*TASK*:
Retype each record below word for word. Leave the pictures out.

*Items listed in a dataset*:
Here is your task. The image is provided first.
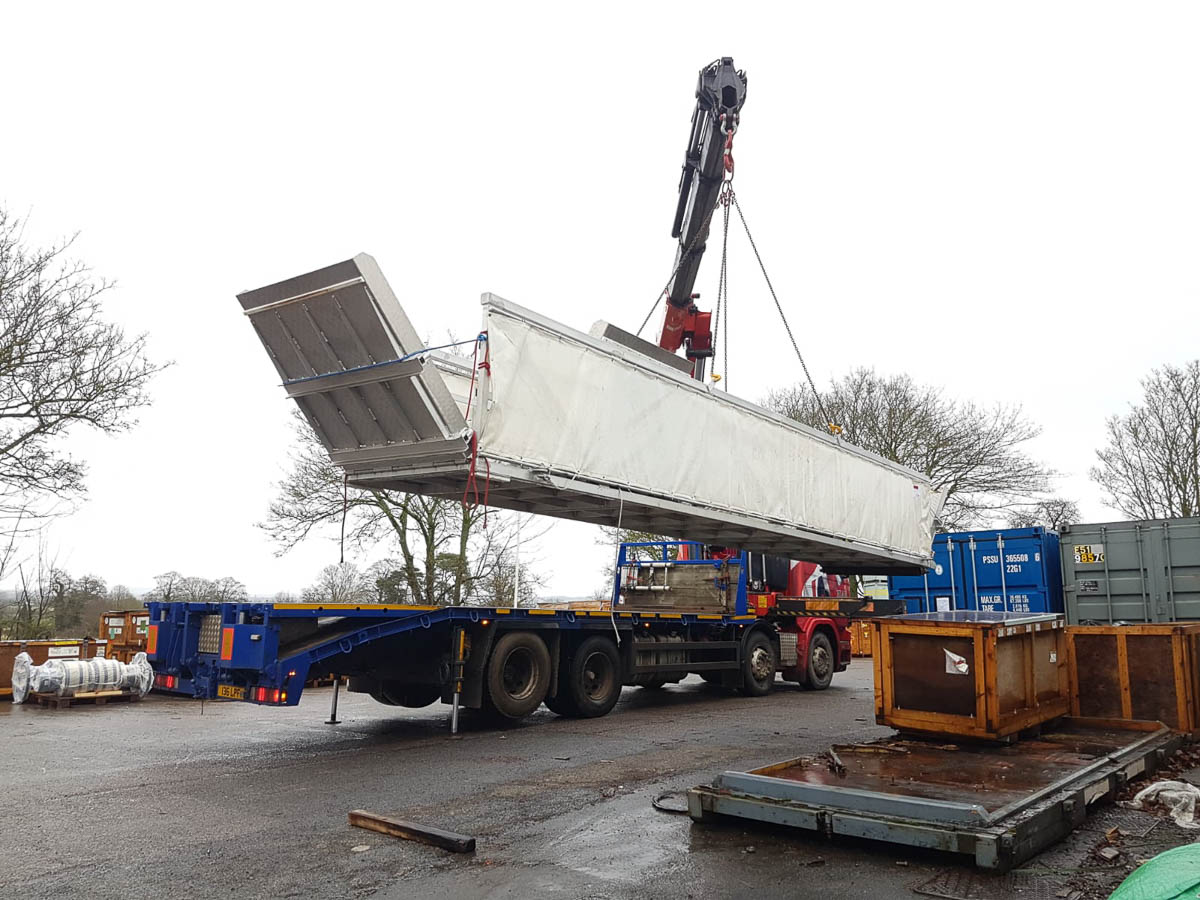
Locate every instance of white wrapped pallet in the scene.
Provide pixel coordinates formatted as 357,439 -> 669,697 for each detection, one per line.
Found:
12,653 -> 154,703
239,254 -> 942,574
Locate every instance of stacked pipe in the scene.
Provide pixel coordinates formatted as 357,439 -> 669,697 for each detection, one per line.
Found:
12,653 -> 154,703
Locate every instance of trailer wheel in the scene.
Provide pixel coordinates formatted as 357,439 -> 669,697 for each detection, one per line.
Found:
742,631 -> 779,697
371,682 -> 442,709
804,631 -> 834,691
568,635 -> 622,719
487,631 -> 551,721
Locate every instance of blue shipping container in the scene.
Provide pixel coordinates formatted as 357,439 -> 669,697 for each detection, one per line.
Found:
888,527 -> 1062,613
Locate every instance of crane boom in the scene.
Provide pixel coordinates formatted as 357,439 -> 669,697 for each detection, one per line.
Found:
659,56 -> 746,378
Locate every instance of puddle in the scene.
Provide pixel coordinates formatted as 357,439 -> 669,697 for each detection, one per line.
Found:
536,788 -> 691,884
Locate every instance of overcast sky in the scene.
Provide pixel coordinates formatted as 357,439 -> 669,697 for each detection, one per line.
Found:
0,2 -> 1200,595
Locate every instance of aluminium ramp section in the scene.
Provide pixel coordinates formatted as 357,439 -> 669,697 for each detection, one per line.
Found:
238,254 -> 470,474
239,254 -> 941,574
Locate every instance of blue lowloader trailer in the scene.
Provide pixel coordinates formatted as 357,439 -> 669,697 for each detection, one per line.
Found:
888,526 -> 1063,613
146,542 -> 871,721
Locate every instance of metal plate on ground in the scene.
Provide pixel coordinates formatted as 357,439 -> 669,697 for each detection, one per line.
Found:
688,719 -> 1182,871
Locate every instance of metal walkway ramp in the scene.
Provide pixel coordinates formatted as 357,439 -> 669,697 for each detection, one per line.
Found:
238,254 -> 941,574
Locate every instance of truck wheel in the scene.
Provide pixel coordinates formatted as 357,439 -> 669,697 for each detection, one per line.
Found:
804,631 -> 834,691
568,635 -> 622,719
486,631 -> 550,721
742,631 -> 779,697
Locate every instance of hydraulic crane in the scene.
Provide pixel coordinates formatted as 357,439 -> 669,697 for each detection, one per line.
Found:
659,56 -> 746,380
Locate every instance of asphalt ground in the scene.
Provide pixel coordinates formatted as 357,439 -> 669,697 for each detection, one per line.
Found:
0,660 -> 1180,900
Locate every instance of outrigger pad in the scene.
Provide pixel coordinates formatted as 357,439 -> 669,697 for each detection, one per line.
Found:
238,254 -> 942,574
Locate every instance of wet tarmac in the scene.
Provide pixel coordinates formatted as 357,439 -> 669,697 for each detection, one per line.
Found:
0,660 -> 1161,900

*SOLUTION BELOW*:
Here is your task. The image is provided first.
Locate every instance of white wrapped pallet in the scene.
Provide pixel coordinates formatted as 357,439 -> 669,697 for each detection, one per line.
Found:
12,653 -> 154,703
239,254 -> 942,574
Locate every instance of stacked pipe in the scene.
Provide pixel coordinates formatted as 357,439 -> 669,697 for each detection, one per line.
Found:
12,653 -> 154,703
Locate every instance of trailer wheel in the scene.
Provide pixel coordinates formatted as 357,439 -> 669,697 for each detection, one per line.
Found:
742,631 -> 779,697
371,682 -> 442,709
804,631 -> 834,691
568,635 -> 622,719
487,631 -> 551,721
Locate every instance of blue shipping container in the scene.
Provide pixel coordinates formatted as 357,439 -> 669,697 for each detection, one per line.
Found:
888,527 -> 1062,613
Locate every instance of crane boom in the scene.
Provide pixel coordinates formatted as 357,439 -> 669,697 for each detection, one per line.
Found:
659,56 -> 746,378
Locate every instance of puddle in the scene.
Provide pixel coordinates formatted as 357,439 -> 669,697 for each detection, one per line.
Found:
536,788 -> 691,884
Locate every instance of overcast sky in the scene.
Provide pixel coordinates formatted as 357,439 -> 669,697 for each detection, one per line.
Found:
0,2 -> 1200,595
Locate every instance of aluminium ramp section in the scene.
Provide pixel coordinates formatted as 357,439 -> 669,697 for each detection, one per line.
Found:
238,254 -> 470,474
239,254 -> 941,574
Locate every instance of blue lowloader trailer in the scene.
Provide pixel coordinates formatted as 357,439 -> 669,697 for each detection, one per line.
Found:
888,526 -> 1063,613
146,542 -> 871,721
Locate every instance of metal plate on ground in the scene.
Provide pixel coordinates formatted as 357,439 -> 669,697 for each detection, one per line.
Found:
688,719 -> 1182,871
Locate every instance of metal walkway ramp in the scene.
Provide pixel coordinates formatted as 357,439 -> 669,697 for each detection, one per line.
Found:
238,254 -> 941,574
Locate every instance of truck wheel in the scene.
Provide pixel coordinates formatted as 357,439 -> 669,697 for each detection, one per line.
Found:
804,631 -> 834,691
568,635 -> 622,719
486,631 -> 550,721
742,631 -> 779,697
Locate every instance of hydraulic crane in the scene.
Provide pixel coordinates formatted as 357,439 -> 669,697 for each detection, one per line.
Found:
659,56 -> 746,380
Locate every instance of asphalt ground in the scene.
Provide pixel coordinates formatted as 357,439 -> 669,697 for each detection, one per line.
Found:
0,660 -> 1180,900
Locate every instance of outrigger pad in the scene.
Provide pixel coordinates formatted as 357,439 -> 669,697 for each detection, one per line.
Found:
238,254 -> 942,574
Locate every instance of wet tarmac in the scene.
Provide pixel coordinates formatted as 357,439 -> 669,697 for each detection, one per line.
Found:
0,660 -> 1161,900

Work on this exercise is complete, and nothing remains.